Repeat all the material exactly; pictures stay out of your copy.

···

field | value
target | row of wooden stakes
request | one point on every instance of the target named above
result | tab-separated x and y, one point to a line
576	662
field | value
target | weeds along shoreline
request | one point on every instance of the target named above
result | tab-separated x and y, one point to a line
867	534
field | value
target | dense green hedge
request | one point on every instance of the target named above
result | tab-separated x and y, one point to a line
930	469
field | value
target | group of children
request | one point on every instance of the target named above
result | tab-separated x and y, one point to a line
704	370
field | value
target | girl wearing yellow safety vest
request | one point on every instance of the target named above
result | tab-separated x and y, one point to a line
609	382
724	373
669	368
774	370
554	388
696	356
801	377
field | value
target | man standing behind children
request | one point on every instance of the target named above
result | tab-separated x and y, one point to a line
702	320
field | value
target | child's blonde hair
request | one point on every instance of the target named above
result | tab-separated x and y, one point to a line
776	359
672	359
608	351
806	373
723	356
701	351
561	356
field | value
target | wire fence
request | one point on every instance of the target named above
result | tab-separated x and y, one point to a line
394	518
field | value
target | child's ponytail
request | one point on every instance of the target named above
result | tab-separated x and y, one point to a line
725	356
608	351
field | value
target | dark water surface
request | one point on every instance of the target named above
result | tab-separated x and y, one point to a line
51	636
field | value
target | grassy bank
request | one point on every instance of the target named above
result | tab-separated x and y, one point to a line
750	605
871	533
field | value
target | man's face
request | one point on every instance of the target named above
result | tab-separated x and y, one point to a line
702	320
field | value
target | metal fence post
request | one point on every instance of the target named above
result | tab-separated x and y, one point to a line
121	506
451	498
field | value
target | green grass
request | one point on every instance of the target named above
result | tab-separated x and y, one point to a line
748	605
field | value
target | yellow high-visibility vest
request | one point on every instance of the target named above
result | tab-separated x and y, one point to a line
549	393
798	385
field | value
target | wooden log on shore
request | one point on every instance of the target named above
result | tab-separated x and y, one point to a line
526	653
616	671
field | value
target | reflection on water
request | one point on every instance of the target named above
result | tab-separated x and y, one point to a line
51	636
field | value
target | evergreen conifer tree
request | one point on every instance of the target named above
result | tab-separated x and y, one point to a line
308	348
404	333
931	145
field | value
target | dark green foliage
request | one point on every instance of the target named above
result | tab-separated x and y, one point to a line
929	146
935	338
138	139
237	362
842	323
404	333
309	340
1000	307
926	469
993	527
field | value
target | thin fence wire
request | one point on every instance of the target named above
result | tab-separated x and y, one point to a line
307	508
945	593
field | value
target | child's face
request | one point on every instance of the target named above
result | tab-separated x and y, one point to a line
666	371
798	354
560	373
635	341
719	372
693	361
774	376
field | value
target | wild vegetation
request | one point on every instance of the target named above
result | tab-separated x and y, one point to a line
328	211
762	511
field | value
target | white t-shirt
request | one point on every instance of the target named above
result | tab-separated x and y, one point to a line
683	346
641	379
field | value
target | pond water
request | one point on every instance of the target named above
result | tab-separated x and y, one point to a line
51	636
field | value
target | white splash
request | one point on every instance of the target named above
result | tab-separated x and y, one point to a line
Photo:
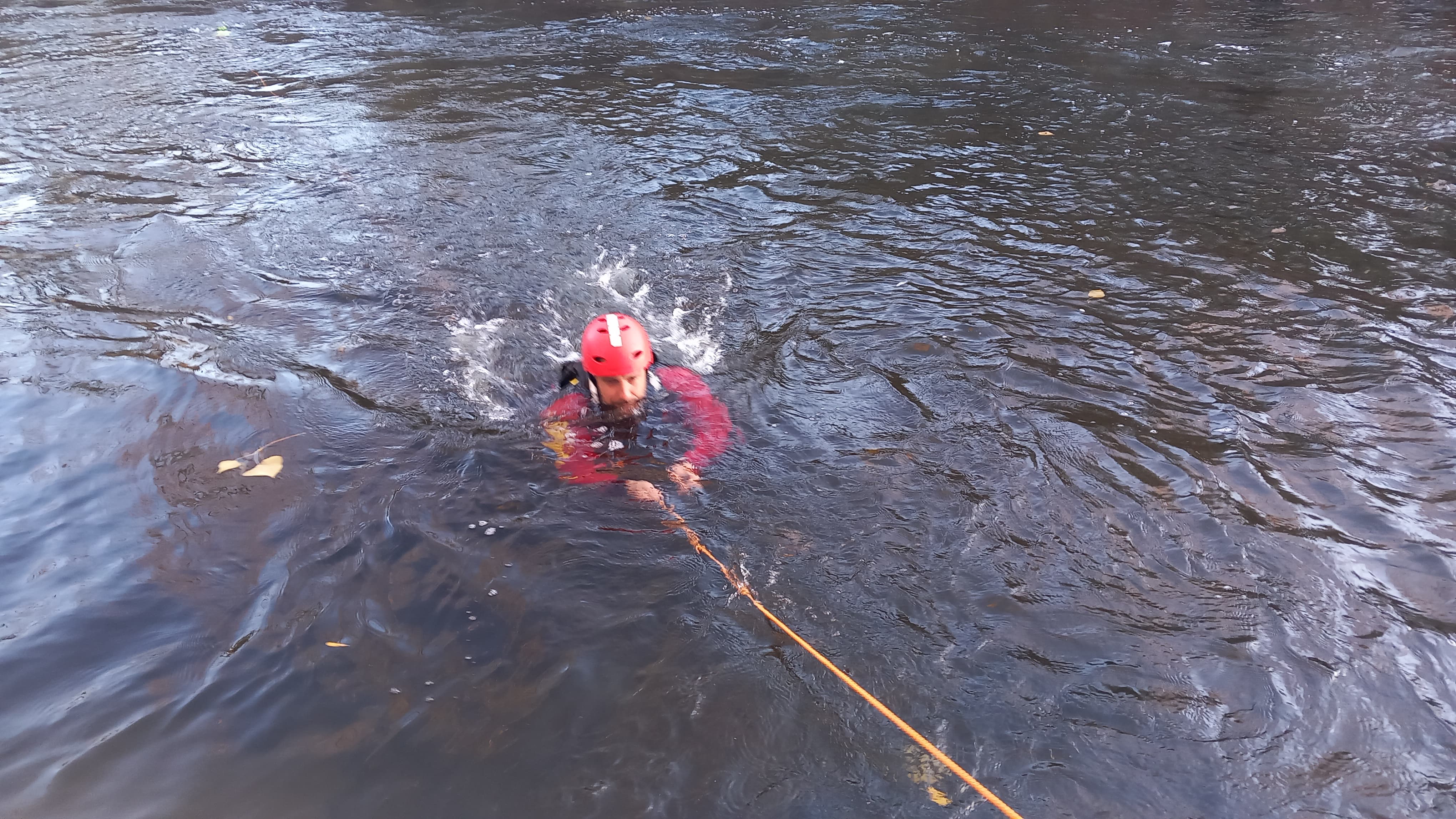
488	356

···

Response to the task:
field | value
target | row of wooden stakes
request | one point on every instance of the target named above
result | tab-separated x and y, one point to a line
576	662
field | value
target | weeds along shoreline
request | one point on every instance of the target named above
result | tab-separated x and y, one point to a line
867	534
field | value
target | dense green hedge
request | one point on every instance of the target named above
result | tab-separated x and y, one point to a line
930	469
field | value
target | group of children
request | one point on every instance of the target named above
result | tab-separated x and y, one point to a line
704	370
field | value
target | girl wearing yellow safety vest
request | one point on every instance of the target named above
result | tab-separated x and y, one point to a line
609	382
724	373
669	368
774	370
554	388
696	356
801	377
field | value
target | man standing behind children
request | one point on every instance of the target named above
result | tab-separated x and y, one point to a line
702	320
field | value
target | child's blonde hair
request | one point on every instance of the target named above
result | tab-separated x and y, one point to a line
776	359
672	359
608	351
806	373
723	356
701	351
561	356
field | value
target | wire fence
request | one point on every instance of the target named above
result | tab-separated x and y, one point to a line
394	518
field | value
target | child's ponytail
request | one point on every instance of the target named above
result | tab-separated x and y, one point to a line
725	356
608	351
field | value
target | dark water surface
request | one point on every instance of the target named above
result | tab-separated x and y, one point to a line
51	636
field | value
target | grassy bank
request | one point on every instance of the target named above
result | tab-separated x and y, one point to a line
750	605
871	533
field | value
target | man's face
request | one point on every instance of the target named above
result | tab-separated x and y, one point to a line
702	320
field | value
target | metal fence post
request | one point on every instance of the target named above
result | tab-separated x and y, one point to a line
121	506
451	498
field | value
target | green grass
request | one point on every instance of the target named above
result | tab-separated x and y, one point to a line
748	605
field | value
target | yellow high-visibility vest
request | one point on every instance of the target named above
result | tab-separated x and y, one point to a line
549	393
798	385
field | value
target | wooden log on shore
request | one point on every instance of the target named above
result | tab-separated x and y, one point to a line
526	653
616	671
field | value
target | reflection on water
request | one point on every instance of the target named above
result | tab-separated x and y, one point to a line
51	636
field | value
target | evergreen conifer tree
request | one point on every instance of the target named above
result | tab-separated x and y, one point to a line
308	348
404	333
931	145
field | value
target | dark green foliage
request | one point on every instance of the target named above
result | tab-separated x and y, one point to a line
929	146
935	338
138	139
237	362
842	323
404	333
309	340
1000	307
926	469
993	527
field | value
target | thin fence wire
request | one point on every instance of the target named above
result | tab-separated x and y, one point to a line
307	508
945	593
field | value
target | child's face
request | one point on every instance of the target named above
result | tab-separated x and y, one point to a line
666	371
798	354
560	373
635	341
719	372
693	361
774	376
field | value
target | wild vegetation
request | one point on every instance of the target named above
result | tab-separated x and y, one point to a line
328	211
762	511
field | value
target | white t-shirt
request | one point on every instance of the target named above
result | tab-separated x and y, one point to a line
683	346
641	379
field | value
target | pond water
request | one point on every instance of the target named above
result | tab-separated x and y, one point to a line
51	636
field | value
target | white splash
request | one point on every instance of the target named above
result | tab-separated x and y, one point to a line
Photo:
488	356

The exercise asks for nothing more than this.